## INPUT FOR THIS TASK

----------

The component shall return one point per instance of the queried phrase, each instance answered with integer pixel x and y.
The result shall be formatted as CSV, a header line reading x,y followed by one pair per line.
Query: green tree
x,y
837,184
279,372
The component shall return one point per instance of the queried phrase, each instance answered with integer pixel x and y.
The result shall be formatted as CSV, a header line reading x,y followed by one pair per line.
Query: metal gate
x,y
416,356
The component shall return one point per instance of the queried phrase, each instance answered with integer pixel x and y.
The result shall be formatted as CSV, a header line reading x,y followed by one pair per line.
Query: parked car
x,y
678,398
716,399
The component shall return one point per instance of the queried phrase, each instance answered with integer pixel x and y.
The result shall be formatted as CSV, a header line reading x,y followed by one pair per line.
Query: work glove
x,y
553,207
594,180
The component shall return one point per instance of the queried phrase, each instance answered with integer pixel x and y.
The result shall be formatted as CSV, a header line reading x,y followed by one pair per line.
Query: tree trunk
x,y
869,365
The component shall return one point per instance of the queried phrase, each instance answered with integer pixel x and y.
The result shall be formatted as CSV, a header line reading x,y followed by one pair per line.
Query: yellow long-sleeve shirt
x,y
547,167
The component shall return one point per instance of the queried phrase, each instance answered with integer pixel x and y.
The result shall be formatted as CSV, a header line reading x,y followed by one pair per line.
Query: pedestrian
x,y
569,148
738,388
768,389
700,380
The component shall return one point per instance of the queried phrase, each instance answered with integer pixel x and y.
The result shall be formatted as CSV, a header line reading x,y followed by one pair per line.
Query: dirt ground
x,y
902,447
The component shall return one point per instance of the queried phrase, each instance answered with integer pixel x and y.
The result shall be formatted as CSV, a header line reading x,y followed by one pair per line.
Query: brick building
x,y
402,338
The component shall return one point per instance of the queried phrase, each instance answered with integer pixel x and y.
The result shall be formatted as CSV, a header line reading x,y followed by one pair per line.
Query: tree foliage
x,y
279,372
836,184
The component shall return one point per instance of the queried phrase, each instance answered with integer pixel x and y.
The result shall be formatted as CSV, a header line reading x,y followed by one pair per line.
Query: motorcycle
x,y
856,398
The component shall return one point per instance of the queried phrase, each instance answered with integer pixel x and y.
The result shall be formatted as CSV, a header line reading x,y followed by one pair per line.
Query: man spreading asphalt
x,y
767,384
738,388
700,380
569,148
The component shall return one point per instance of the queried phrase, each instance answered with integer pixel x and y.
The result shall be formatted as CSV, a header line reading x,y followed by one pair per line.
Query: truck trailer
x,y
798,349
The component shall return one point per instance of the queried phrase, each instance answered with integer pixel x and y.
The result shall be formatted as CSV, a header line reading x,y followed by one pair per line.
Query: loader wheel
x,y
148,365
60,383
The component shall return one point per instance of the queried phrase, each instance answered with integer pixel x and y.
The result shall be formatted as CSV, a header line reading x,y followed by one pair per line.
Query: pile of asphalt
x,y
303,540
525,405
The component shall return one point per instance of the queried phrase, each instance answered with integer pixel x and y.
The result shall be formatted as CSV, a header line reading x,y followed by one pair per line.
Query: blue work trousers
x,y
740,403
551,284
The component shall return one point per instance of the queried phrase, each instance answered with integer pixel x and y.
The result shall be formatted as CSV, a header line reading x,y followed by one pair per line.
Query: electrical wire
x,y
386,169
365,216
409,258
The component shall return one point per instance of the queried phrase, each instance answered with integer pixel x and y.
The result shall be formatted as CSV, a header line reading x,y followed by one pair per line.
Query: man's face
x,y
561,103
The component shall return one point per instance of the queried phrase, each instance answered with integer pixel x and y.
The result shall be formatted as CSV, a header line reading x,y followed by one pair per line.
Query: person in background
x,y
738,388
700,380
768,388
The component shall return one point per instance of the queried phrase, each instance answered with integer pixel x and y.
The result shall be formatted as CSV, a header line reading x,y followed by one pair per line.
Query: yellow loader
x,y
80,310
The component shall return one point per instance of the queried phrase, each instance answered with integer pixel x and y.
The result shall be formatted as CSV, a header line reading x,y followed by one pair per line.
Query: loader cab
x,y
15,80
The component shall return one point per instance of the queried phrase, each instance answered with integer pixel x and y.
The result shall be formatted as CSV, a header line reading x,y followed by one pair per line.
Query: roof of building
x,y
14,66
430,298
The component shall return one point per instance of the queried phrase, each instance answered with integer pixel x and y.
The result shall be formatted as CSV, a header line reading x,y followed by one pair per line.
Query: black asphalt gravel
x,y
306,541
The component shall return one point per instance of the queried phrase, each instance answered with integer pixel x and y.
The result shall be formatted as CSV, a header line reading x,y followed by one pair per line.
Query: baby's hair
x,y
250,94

----------

Output the records above in their entirety, exactly.

The component shall return one point per instance of the queried phrase, each instance answered with integer pixel x and y.
The result shall be formatted as CSV, a header line reading x,y followed by one pair per line.
Query: green tree
x,y
837,184
279,372
The component shall return one point per instance of the queried phrase, each instance answered with integer pixel x and y.
The result shall be formatted as CSV, a header line reading x,y followed by one pair per line.
Query: metal gate
x,y
416,356
The component shall return one point per instance of the queried phrase, each instance answered with integer pixel x and y.
The result shall be formatted as CSV, a header line reading x,y followed by one pair per line.
Query: parked car
x,y
678,398
716,399
The component shall return one point per instance of the queried phrase, each instance answered with integer pixel x and y.
The result shall be formatted as CSV, a header line reading x,y followed by one pair per line.
Query: work glove
x,y
553,207
594,180
The component shall return one point per instance of the queried phrase, each instance answered with integer pixel x and y.
The result shall be formatted as CSV, a header line reading x,y followed by one pair per line.
Query: tree trunk
x,y
869,365
The component shall return one point per instance of the queried phrase, each instance answered with integer pixel x and y.
The result shall be formatted as CSV, a header line reading x,y followed by one pair per line.
Query: yellow long-sleeve shirt
x,y
547,167
The component shall return one point per instance of the queried phrase, each instance answered with integer pixel x and y.
The result shall be formatted as CSV, a header line reading x,y followed by one pair per line.
Query: pedestrian
x,y
569,148
738,388
768,389
700,380
The component shall return one point per instance of the queried phrase, each instance answered with integer pixel x and y.
The result shall be formatted as CSV, a header line reading x,y followed by one pair per line.
Query: dirt ground
x,y
902,447
The component shall return one point per instance of the queried phrase, each instance answered with integer pixel x and y.
The result shall be formatted as CSV, a header line reading x,y followed by one pair per line.
Query: brick building
x,y
402,338
The component shall return one point per instance of the queried phrase, each instance answered with integer pixel x and y.
The result shall be formatted as CSV, a header line reading x,y followed by one pair per line.
Query: tree foliage
x,y
279,372
836,184
The component shall return one point per instance of the queried phrase, each instance answered with integer pixel x and y.
The result shall be formatted as CSV, a header line reading x,y followed by one pair per line.
Query: motorcycle
x,y
856,398
The component shall return one point per instance of the queried phrase, each instance answered with integer pixel x and y.
The result shall be formatted as CSV, a header line reading x,y followed by one pair per line.
Query: man spreading asphalt
x,y
767,384
738,388
700,380
569,148
The component shall return one point per instance of the queried phrase, each instance answered with integer pixel x and y.
The result shall be formatted as CSV, a header line reading x,y followed by one pair per line.
Query: truck trailer
x,y
798,349
The component shall return one point per instance of the queried phrase, each instance answered with integer pixel x and y.
The result shall be formatted as CSV, a header line reading x,y followed by one pair per line.
Query: loader wheel
x,y
148,365
60,383
The component shall return one point per instance of the queried phrase, each instance answered with integer pixel x and y.
The result shall be formatted as CSV, a header line reading x,y followed by one pair per line.
Query: pile of asphalt
x,y
303,540
525,405
The component shall return one point per instance of the queried phrase, each instance answered with integer pixel x and y.
The result shall be formatted as CSV, a header line reading x,y followed by one pair per line.
Query: blue work trousers
x,y
740,403
551,284
The component shall return one point per instance of the queried phrase, each instance answered with integer pixel x and y.
The result shall be formatted as CSV, a header line reading x,y followed by one pair per line.
Query: electrical wire
x,y
386,169
365,216
409,258
The component shall return one point per instance of the queried phrase, each instance answered with integer pixel x and y.
The result shall be formatted as CSV, a header line reading x,y followed by one pair per line.
Query: man's face
x,y
561,103
The component shall return one point per instance of the queried phrase, each instance answered with integer pixel x and y.
The result shall be formatted as CSV, a header line reading x,y followed by one pair per line.
Query: person in background
x,y
738,388
700,380
768,388
The component shall return one point per instance of the queried phrase, each instance answered with integer pixel x and y.
The result shall be formatted as CSV, a header line reading x,y followed by one pair per line.
Query: yellow loader
x,y
80,310
The component shall return one point per instance of the queried phrase, each instance answered with integer pixel x and y.
The result shall be formatted as CSV, a header line reading x,y followed by one pair per line.
Query: loader cab
x,y
15,80
The component shall return one point per instance of the queried phrase, each instance answered with integer pixel x and y.
The result shall be formatted as CSV, a header line reading x,y followed by one pair per line.
Query: roof of building
x,y
14,66
430,298
The component shall return one point per instance of the queried phrase, each instance answered with integer pixel x and y.
The result shall be formatted as CSV, a header line reading x,y followed by one pair per line.
Query: black asphalt gravel
x,y
306,541
The component shall return one point per instance of the queried phrase, each instance answered with integer pixel x and y.
The result shall be formatted as CSV, a header line reading x,y followed by one pair per line.
Query: baby's hair
x,y
250,94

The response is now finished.